Produtor irlandês acredita que uma conversa entre Lennon e o assassino teria evitado o crime

Documentário revê tormentos de Chapman

Itsuo Inouye - 9.dez.2002/Associated Press
Fãs no museu John Lennon, no Japão


FÁBIO VICTOR
DE LONDRES

Dois dedos de prosa poderiam ter evitado uma das maiores tragédias da música pop mundial. Se é possível levar a sério a mente de um psicopata como Mark David Chapman, é dele -o homem que deu cinco tiros em John Lennon em 8 de outubro de 1980 (há 25 anos e um dia)- a idéia de que o desdém do ex-Beatle aos seus tormentos foi a senha para o crime.
A declaração é um dos pontos altos do documentário "I Killed John Lennon" ("Eu Matei John Lennon"), produzido pelo irlandês David Harvey a partir de depoimentos do próprio Chapman, que já teve negados dois pedidos de liberdade condicional e cumpre pena na prisão de Attica, no Estado de Nova York.
Ex-apresentador de um programa sobre crimes na TV irlandesa, Harvey comprou os direitos de usar as fitas de áudio ao americano Jack Jones, que gravou, a partir de 1990, mais de cem horas de entrevistas com o assassino -os produtores se debruçaram sobre 40 horas, e no filme restaram só 25 minutos de relatos dele.
Com 65 minutos, o documentário, dirigido por Chris Wilson, vai ao ar amanhã no inglês Channel 4 (segundo o produtor, o filme ainda não foi negociado com canais brasileiros). Ouvindo também pessoas próximas a Chapman e testemunhas do crime, reconstitui o dia do tragédia e investiga obsessões do assassino, como a com o livro "O Apanhador no Campo de Centeio", de J.D. Salinger, que o teria inspirado.
Embora Jones tenha usado seus encontros com Chapman para escrever a biografia "Let Me Take You Down", os realizadores asseguram que a maior parte dos depoimentos no documentário é inédita. Alguns, como o que diz que nada poderia tê-lo impedido de matar Lennon, pois era "como um trem descontrolado", contradizem a própria tese da conversa salvadora, mostrando o quão atormentado é o sujeito.

> _Registros exibidos_:

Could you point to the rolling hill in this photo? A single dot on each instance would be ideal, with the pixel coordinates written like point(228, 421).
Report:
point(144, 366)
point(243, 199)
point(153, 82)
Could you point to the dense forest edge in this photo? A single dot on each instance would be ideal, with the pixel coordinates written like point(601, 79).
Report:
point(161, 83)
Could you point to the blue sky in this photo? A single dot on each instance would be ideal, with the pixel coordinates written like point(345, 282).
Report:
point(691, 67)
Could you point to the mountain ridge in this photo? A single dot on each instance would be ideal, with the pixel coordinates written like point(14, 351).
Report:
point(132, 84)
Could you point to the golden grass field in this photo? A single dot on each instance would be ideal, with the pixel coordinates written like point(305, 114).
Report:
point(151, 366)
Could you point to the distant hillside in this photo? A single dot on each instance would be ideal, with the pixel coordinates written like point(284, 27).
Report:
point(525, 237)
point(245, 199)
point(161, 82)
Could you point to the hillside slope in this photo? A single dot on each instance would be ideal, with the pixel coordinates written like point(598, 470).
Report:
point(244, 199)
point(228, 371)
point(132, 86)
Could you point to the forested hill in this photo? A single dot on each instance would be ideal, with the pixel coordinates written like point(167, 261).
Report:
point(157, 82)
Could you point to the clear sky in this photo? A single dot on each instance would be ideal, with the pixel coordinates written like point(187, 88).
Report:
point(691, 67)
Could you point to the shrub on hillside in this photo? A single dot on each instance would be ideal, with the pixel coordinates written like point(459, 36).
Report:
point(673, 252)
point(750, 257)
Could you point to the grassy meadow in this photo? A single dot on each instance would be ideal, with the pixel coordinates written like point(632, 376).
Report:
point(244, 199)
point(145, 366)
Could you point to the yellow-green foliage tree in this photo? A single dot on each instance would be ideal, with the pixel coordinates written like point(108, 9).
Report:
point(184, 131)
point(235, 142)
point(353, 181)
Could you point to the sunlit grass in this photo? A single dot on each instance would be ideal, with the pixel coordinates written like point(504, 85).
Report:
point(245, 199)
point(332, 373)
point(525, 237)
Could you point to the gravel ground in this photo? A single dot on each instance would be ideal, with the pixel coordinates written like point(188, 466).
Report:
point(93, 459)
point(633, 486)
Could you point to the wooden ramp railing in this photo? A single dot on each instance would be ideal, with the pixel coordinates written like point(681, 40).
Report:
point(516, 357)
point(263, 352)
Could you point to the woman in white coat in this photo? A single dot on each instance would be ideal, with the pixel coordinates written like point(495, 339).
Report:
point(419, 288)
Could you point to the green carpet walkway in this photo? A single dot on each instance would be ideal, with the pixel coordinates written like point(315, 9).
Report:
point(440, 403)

> _Tarefa escrita 1_: Transcreva do texto sobre o documentário o trecho que vai de "Dois dedos de" até "de Nova York.", inclusive.
> _Tarefa escrita 2_: De acordo com o texto sobre o documentário, por que, na visão de Chapman, uma conversa com Lennon poderia ter evitado o crime? Responda em uma a três frases.
> _Tarefa escrita 3_: Continue, por favor, o texto sobre o documentário a partir da última frase apresentada.

> _Resultado do exercício 1_:
Dois dedos de prosa poderiam ter evitado uma das maiores tragédias da música pop mundial. Se é possível levar a sério a mente de um psicopata como Mark David Chapman, é dele -o homem que deu cinco tiros em John Lennon em 8 de outubro de 1980 (há 25 anos e um dia)- a idéia de que o desdém do ex-Beatle aos seus tormentos foi a senha para o crime.
A declaração é um dos pontos altos do documentário "I Killed John Lennon" ("Eu Matei John Lennon"), produzido pelo irlandês David Harvey a partir de depoimentos do próprio Chapman, que já teve negados dois pedidos de liberdade condicional e cumpre pena na prisão de Attica, no Estado de Nova York.

> _Resultado do exercício 2_: Para Chapman, o desdém do ex-Beatle pelos seus tormentos foi a senha para o crime. Por isso, segundo ele, dois dedos de prosa com Lennon poderiam ter evitado o assassinato.

> _Resultado do exercício 3_:
Pela venda dos direitos ao Channel 4 e à americana NBC, a empresa de Harvey abocanhou, segundo o jornal inglês "The Sunday Times", 500 mil. Em entrevista à Folha, o produtor negou, mas se recusou a dizer quanto pagou a Jones e quanto recebeu das TVs. Ele falou de Dublin, onde acabou de inaugurar um canal de TV, o City Channel.
 

Folha - Como chegou às fitas?
David Harvey
- O Jack Jones é jornalista em Nova York e foi contatado por Mark Chapman, que leu os trabalhos dele sobre prisioneiros e achou que seria alguém confiável para conversar. Eles se encontraram diversas vezes, e Jones gravou cem horas de entrevistas. Eu já conhecia o Jones de outro projeto, e resolvi fazer.

Folha - Qual é a maior revelação de Chapman no filme?
Harvey
- É que ele não teria matado se tivesse tido a chance de conversar com Lennon para resolver todo o tormento que tinha em sua cabeça sobre a relação com ele. Isso seria impossível, já que Lennon não toparia conversar com um fã sobre um assunto desses. Chapman estava sendo conduzido por uma série de desilusões em sua mente que o conduziram ao assassinato. Ele conta que foi guiado por amigos imaginários que eram o seu alter ego.

Folha - E o que os outros falam dele?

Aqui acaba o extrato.